- _Instruksi Tugas 1_
Salin ulang bagian kutipan tentang pengungsi Rohingya, mulai dari "Khatun adalah salah" sampai dengan "terjadi di perbatasan.".
- _Instruksi Tugas 2_
Tuliskan lanjutan kutipan tentang pengungsi Rohingya, dimulai tepat setelah kalimat terakhir yang ditampilkan.

Zohara Khatun masih menderita trauma sejak melihat ayahnya dibunuh di Burma barat Juni lalu.
“Ayah saya ditembak oleh militer Burma di depan saya. Desa kami dihancurkan. Kami berlari menyelamatkan diri. Saya masih tidak tahu apa yang terjadi pada ibu saya,” kata dia, duduk di pondok di sebuah desa nelayan dekat kota Teknaf di tenggara Bangladesh.
Khatun adalah salah seorang warga muslim Rohingya yang berhasil menyeberang ke Bangladesh menyusuk kerusuhan di provinsi Rakhine, Burma barat.
Perempuan berusia 30 tahun itu beberapa kali menangis ketika menjelaskan apa yang terjadi di perbatasan.

- _Entri Data_
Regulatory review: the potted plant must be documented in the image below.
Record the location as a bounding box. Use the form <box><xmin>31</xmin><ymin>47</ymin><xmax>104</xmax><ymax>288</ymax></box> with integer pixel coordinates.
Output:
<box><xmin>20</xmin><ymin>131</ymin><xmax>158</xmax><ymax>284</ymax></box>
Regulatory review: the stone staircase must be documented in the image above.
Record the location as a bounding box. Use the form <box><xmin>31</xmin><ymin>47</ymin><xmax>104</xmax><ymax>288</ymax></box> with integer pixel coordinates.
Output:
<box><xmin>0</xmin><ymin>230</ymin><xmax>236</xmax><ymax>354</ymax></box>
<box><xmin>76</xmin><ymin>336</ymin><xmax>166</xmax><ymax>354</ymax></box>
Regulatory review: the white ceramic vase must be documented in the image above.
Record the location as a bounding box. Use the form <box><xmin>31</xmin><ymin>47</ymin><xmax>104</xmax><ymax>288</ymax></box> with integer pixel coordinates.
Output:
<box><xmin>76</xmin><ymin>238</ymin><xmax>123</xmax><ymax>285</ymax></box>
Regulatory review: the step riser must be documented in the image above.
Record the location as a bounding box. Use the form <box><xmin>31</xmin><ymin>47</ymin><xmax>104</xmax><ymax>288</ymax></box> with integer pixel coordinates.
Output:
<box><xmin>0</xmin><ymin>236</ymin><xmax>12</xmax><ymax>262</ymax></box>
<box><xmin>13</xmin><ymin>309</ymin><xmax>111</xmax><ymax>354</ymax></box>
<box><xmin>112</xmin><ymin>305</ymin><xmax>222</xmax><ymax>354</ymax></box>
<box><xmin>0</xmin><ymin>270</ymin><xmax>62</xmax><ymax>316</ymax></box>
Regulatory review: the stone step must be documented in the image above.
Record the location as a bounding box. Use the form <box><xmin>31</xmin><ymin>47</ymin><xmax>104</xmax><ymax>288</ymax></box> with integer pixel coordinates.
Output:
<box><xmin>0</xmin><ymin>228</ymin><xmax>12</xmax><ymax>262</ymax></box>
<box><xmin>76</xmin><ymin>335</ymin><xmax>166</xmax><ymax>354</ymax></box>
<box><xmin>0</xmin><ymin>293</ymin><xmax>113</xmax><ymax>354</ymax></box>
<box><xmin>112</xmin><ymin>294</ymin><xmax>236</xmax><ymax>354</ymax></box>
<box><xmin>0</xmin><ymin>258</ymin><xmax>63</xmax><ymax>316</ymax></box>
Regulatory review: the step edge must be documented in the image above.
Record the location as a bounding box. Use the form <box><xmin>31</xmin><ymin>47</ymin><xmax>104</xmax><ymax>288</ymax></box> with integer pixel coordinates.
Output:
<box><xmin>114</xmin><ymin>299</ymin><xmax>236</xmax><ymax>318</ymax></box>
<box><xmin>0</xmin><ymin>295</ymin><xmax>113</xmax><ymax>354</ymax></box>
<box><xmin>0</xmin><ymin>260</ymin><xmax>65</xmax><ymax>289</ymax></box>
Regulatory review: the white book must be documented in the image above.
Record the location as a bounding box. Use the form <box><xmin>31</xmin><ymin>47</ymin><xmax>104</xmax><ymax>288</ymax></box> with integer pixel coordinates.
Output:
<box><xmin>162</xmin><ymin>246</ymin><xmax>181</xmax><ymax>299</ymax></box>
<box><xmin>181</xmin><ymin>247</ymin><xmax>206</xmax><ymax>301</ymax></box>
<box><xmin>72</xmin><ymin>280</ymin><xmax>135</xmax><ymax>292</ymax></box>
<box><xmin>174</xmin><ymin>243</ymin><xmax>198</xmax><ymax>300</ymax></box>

- _Jawaban Tertulis 1_
Khatun adalah salah seorang warga muslim Rohingya yang berhasil menyeberang ke Bangladesh menyusuk kerusuhan di provinsi Rakhine, Burma barat.
Perempuan berusia 30 tahun itu beberapa kali menangis ketika menjelaskan apa yang terjadi di perbatasan.

- _Jawaban Tertulis 2_
Ia mengatakan desanya diserang saat terjadi bentrokan antara warga Buddha dan muslim setempat, yang sebagian besar berasal dari minoritas Rohingya. Hampir 80 orang tewas dalam pertempuran itu dan ribuan orang kehilangan tempat tinggal.
Kelompok-kelompokhak asasi manusia menuduh pasukan keamanan Burma terus melakukan penangkapan massal dan memaksa muslim Rohingya melarikan diri. Situasi darurat yang ditetapkan bulan lalu masih berlaku di banyak wilayah provinsi tersebut.
Tidak diinginkan
Tidak ada konfirmasi independen mengenai klaim pembunuhan diluar hukum dan tuduhan-tuduhan lain, wartawan tidak diberikan akses ke wilayah itu. Burma menyangkal pasukan keamanan mereka bertanggung jawab atas pelanggaran hak asasi manusia.
Sejak bentrokan Juni lalu itu, ribuan pengungsi berusaha memasuki Bangladesh dengan naik perahu menyusuri sepanjang Tanjung Bengal dan menyeberangi sungai Naf yang memisahkan kedua negara.
“Kami terombang-ambing di perairan selama enam hari. Saya tidak bisa memberi makan anak saya selama berhari-hari,” kata Khatun.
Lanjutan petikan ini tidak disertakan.